• [EXERCISE DESCRIPTION]
Retype the entries in full, exactly.

• [TASK MATERIAL]

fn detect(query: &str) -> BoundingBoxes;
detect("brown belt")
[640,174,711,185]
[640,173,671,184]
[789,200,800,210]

• [FINISHED EXERCISE]
fn detect(query: &str) -> BoundingBoxes;
detect("brown belt")
[640,174,711,185]
[640,173,671,184]
[789,200,800,210]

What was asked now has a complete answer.